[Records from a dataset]
%%

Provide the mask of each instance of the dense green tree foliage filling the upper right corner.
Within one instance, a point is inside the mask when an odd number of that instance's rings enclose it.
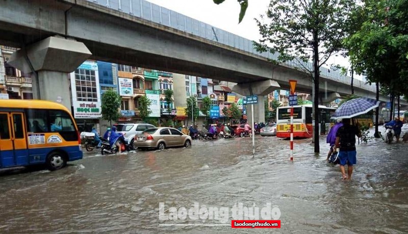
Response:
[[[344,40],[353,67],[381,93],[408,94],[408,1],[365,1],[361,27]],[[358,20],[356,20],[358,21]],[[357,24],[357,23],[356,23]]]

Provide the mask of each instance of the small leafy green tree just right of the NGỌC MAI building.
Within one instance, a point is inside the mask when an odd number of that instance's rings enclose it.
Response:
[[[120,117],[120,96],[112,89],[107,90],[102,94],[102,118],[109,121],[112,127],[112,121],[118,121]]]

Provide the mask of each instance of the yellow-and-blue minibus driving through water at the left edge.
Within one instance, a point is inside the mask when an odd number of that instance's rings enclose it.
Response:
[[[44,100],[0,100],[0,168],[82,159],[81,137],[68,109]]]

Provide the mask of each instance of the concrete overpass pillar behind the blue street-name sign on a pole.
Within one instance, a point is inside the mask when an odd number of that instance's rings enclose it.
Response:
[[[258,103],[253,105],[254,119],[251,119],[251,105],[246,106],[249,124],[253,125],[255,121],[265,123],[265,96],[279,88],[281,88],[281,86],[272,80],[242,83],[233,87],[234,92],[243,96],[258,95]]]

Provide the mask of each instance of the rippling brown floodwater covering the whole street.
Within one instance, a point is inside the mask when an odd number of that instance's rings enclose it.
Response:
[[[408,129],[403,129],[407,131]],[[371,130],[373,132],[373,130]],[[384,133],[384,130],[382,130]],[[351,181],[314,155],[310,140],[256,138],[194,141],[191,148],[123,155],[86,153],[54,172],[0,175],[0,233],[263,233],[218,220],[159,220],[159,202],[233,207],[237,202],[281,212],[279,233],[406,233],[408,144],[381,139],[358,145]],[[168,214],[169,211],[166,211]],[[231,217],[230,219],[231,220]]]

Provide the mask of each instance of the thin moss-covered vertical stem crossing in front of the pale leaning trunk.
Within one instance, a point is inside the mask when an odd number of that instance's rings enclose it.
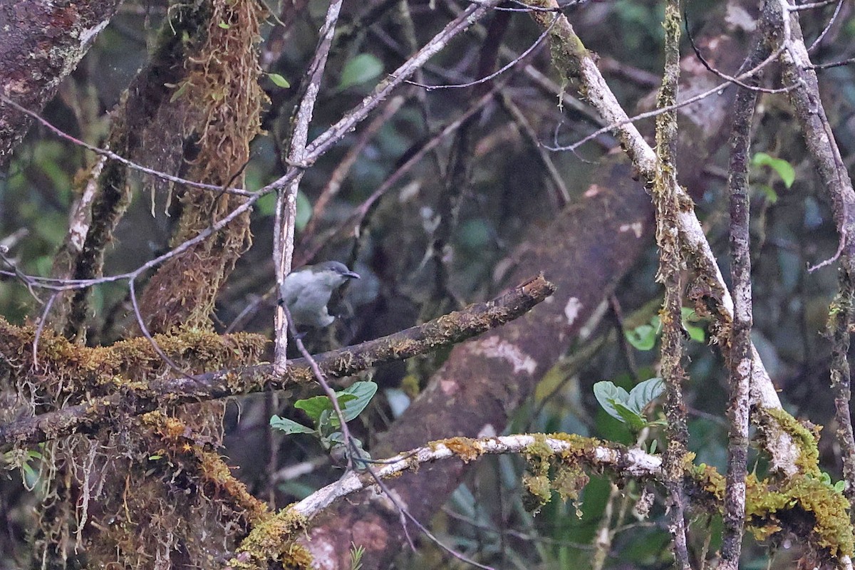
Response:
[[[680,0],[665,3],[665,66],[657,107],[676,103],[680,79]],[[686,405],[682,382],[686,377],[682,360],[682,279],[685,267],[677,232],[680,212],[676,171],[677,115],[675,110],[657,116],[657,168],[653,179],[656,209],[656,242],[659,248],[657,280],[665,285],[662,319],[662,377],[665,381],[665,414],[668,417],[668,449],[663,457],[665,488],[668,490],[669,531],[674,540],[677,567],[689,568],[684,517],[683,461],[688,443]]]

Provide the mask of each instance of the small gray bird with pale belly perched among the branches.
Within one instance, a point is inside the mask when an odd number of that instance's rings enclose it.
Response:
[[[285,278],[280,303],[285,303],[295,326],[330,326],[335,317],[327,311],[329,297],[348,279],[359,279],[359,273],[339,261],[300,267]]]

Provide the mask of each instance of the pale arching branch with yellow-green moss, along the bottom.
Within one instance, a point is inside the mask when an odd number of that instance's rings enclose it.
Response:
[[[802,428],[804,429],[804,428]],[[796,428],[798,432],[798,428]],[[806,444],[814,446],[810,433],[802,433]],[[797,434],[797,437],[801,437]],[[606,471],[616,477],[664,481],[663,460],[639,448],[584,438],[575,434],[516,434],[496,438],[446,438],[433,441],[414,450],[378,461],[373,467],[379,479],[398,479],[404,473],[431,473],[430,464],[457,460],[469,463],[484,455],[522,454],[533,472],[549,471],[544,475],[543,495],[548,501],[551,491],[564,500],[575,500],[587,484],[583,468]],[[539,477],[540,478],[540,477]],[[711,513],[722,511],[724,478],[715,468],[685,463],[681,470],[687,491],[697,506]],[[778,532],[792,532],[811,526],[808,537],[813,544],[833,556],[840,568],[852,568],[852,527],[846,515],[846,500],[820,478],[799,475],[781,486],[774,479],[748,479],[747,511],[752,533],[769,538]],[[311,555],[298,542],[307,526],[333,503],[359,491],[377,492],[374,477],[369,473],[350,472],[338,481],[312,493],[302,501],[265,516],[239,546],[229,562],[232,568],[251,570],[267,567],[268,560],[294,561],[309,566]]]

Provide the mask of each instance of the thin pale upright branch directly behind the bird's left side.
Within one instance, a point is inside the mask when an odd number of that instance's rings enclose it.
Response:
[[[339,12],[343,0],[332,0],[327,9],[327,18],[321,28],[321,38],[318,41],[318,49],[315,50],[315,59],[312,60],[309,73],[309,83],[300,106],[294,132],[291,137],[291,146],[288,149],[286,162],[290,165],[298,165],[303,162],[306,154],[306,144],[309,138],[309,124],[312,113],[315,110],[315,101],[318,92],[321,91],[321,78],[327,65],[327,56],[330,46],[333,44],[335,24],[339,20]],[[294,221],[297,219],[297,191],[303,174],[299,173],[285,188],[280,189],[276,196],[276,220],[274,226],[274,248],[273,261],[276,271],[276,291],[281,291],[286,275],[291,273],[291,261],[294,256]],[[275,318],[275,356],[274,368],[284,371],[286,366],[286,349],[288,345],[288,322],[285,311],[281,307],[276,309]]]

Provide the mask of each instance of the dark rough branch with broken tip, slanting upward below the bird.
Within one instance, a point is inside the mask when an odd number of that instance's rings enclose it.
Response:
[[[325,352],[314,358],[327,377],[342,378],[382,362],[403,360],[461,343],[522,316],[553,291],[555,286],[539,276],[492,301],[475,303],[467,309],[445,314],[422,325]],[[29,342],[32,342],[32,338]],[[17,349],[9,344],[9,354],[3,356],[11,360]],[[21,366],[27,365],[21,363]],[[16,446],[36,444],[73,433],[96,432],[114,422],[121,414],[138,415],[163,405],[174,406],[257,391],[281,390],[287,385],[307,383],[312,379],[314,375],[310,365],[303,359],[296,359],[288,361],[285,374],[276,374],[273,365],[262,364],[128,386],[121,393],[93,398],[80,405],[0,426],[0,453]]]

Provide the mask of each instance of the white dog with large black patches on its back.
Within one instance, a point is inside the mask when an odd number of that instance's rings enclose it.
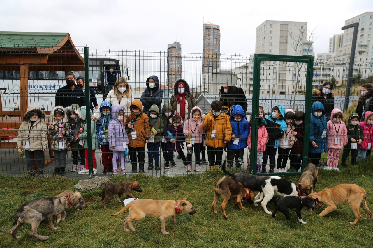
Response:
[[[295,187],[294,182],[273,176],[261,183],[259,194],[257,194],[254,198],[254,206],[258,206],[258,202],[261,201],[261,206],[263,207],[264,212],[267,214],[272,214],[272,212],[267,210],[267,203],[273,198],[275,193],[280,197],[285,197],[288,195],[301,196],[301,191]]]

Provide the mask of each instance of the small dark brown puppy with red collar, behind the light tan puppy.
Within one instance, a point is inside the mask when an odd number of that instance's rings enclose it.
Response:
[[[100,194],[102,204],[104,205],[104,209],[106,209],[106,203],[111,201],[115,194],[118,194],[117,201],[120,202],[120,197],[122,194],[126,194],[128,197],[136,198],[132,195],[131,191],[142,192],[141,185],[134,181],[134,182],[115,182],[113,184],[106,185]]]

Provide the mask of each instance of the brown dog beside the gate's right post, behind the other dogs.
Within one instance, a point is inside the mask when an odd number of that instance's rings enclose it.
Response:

%%

_Task requirements_
Set down a word-for-word copy of the records, dropping any picture.

_Answer box_
Provide the mask of each instance of the dense green tree foliage filling the upper right corner.
Within one instance, a point is inside the mask when an odd number of that instance's rings enclose it.
Response:
[[[344,40],[353,67],[381,93],[408,94],[408,1],[365,1],[361,27]],[[358,20],[356,20],[358,21]],[[357,24],[357,23],[356,23]]]

Provide the mask of each instance of the small leafy green tree just right of the NGỌC MAI building.
Within one instance, a point is inside the mask when an odd number of that instance's rings enclose it.
Response:
[[[120,117],[120,96],[112,89],[107,90],[102,94],[102,118],[109,121],[112,127],[112,121],[118,121]]]

Provide the mask of each instance of the yellow-and-blue minibus driving through water at the left edge.
Within one instance, a point is inside the mask when an odd number of that instance's rings enclose it.
Response:
[[[44,100],[0,100],[0,168],[82,159],[81,137],[68,109]]]

Provide the mask of each instance of the concrete overpass pillar behind the blue street-name sign on a pole.
Within one instance, a point is inside the mask when an odd number of that instance's rings enclose it.
Response:
[[[258,103],[253,105],[254,119],[251,119],[251,105],[246,106],[249,124],[253,125],[255,121],[265,123],[265,96],[279,88],[281,88],[281,86],[272,80],[242,83],[233,87],[234,92],[243,96],[258,95]]]

Provide the mask of each instance of the rippling brown floodwater covering the whole street.
Within one instance, a point is inside the mask when an odd number of that instance's rings enclose it.
Response:
[[[408,129],[403,129],[407,131]],[[371,130],[373,132],[373,130]],[[384,133],[384,130],[382,130]],[[351,181],[314,155],[310,140],[256,138],[194,141],[191,148],[123,155],[86,153],[54,172],[0,175],[0,233],[263,233],[218,220],[159,220],[159,202],[233,207],[237,202],[281,212],[279,233],[406,233],[408,144],[381,139],[358,145]],[[168,214],[169,211],[166,211]],[[231,217],[230,219],[231,220]]]

Provide the mask of each instance of the thin moss-covered vertical stem crossing in front of the pale leaning trunk.
Within one instance, a point is inside the mask when an odd number of that instance's rings enclose it.
Response:
[[[680,0],[665,3],[665,66],[657,107],[676,103],[680,79]],[[686,405],[682,382],[686,377],[682,360],[682,279],[685,267],[677,232],[680,212],[676,171],[677,115],[675,110],[657,116],[657,168],[653,179],[656,209],[656,242],[659,248],[657,280],[665,285],[662,319],[662,377],[665,381],[665,414],[668,417],[668,449],[663,457],[665,488],[668,490],[669,531],[674,540],[677,567],[689,568],[684,517],[683,461],[688,443]]]

Provide the mask of each instance of the small gray bird with pale belly perched among the branches.
Within one instance, a point is inside the mask when an odd number of that instance's rings enclose it.
Response:
[[[285,278],[280,303],[285,303],[295,326],[330,326],[335,317],[327,311],[329,297],[348,279],[359,279],[359,273],[339,261],[300,267]]]

Provide the mask of each instance of the pale arching branch with yellow-green moss, along the bottom.
Within one instance, a point is inside the mask when an odd number of that instance's rings enclose it.
Response:
[[[802,428],[804,429],[804,428]],[[796,428],[798,432],[798,428]],[[806,444],[814,446],[810,433],[802,433]],[[797,434],[797,437],[801,437]],[[606,471],[616,477],[664,481],[663,460],[639,448],[584,438],[575,434],[516,434],[496,438],[446,438],[433,441],[414,450],[378,461],[373,467],[379,479],[398,479],[404,473],[431,473],[430,464],[457,460],[469,463],[484,455],[522,454],[533,472],[549,471],[544,475],[543,495],[548,501],[551,491],[564,500],[575,500],[587,484],[583,468]],[[539,477],[540,478],[540,477]],[[711,513],[722,511],[724,478],[715,468],[685,463],[681,470],[687,491],[697,506]],[[778,532],[792,532],[811,526],[808,537],[813,544],[833,556],[840,568],[852,568],[852,527],[846,515],[846,500],[820,478],[799,475],[781,486],[774,479],[748,479],[747,511],[752,533],[769,538]],[[311,555],[298,542],[307,526],[333,503],[359,491],[377,492],[374,477],[369,473],[350,472],[338,481],[312,493],[302,501],[265,516],[239,546],[229,562],[232,568],[251,570],[267,567],[268,560],[294,561],[309,566]]]

Provide the mask of each instance of the thin pale upright branch directly behind the bird's left side.
Within one instance, a point is inside the mask when an odd number of that instance's rings enclose it.
Response:
[[[339,12],[343,0],[332,0],[327,9],[327,18],[321,28],[321,38],[318,41],[318,49],[315,50],[315,59],[312,60],[309,73],[309,83],[300,106],[294,132],[291,137],[291,146],[288,149],[286,162],[290,165],[298,165],[303,162],[306,154],[306,144],[309,138],[309,124],[312,113],[315,110],[315,101],[318,92],[321,91],[321,78],[327,65],[327,56],[330,46],[333,44],[335,24],[339,20]],[[294,221],[297,219],[297,191],[303,174],[299,173],[285,188],[280,189],[276,196],[276,220],[274,226],[274,248],[273,261],[276,271],[276,291],[281,291],[286,275],[291,273],[291,261],[294,256]],[[275,318],[275,356],[274,368],[284,371],[286,366],[286,349],[288,345],[288,322],[285,311],[281,307],[276,309]]]

Provide the mask of each instance of the dark rough branch with broken tip, slanting upward below the bird.
Within one instance, a point is inside the mask when an odd number of that instance's rings enclose it.
Response:
[[[325,352],[314,358],[327,377],[342,378],[382,362],[403,360],[461,343],[522,316],[553,291],[555,286],[539,276],[492,301],[475,303],[467,309],[445,314],[422,325]],[[29,342],[32,342],[32,338]],[[17,349],[9,344],[9,354],[3,356],[11,360]],[[21,366],[27,365],[21,363]],[[16,446],[36,444],[73,433],[96,432],[114,422],[121,414],[138,415],[163,405],[174,406],[257,391],[281,390],[287,385],[307,383],[312,379],[314,375],[310,365],[303,359],[296,359],[288,361],[285,374],[276,374],[273,365],[262,364],[128,386],[121,393],[93,398],[80,405],[0,426],[0,453]]]

Provide the mask of each instance of the white dog with large black patches on its back.
Within one instance, a point is inside the mask when an odd number of that instance's rings enclose it.
Response:
[[[295,187],[294,182],[273,176],[261,183],[259,194],[257,194],[254,198],[254,206],[258,206],[258,202],[261,201],[261,206],[263,207],[264,212],[267,214],[272,214],[272,212],[267,210],[267,203],[273,198],[275,193],[280,197],[285,197],[288,195],[301,196],[301,191]]]

Provide the mask of each instance of the small dark brown puppy with red collar, behind the light tan puppy.
Within one instance, a point is inside the mask when an odd number of that instance's rings enclose it.
Response:
[[[100,194],[102,204],[104,205],[104,209],[106,209],[106,203],[111,201],[115,194],[118,194],[117,201],[120,202],[120,197],[122,194],[126,194],[128,197],[136,198],[132,195],[131,191],[142,192],[141,185],[134,181],[134,182],[115,182],[113,184],[106,185]]]

Provide the mask of each instance of the brown dog beside the gate's right post, behind the other dogs.
Within one instance, a point is inside the mask when an odd number of that instance's rings enclose it.
Response:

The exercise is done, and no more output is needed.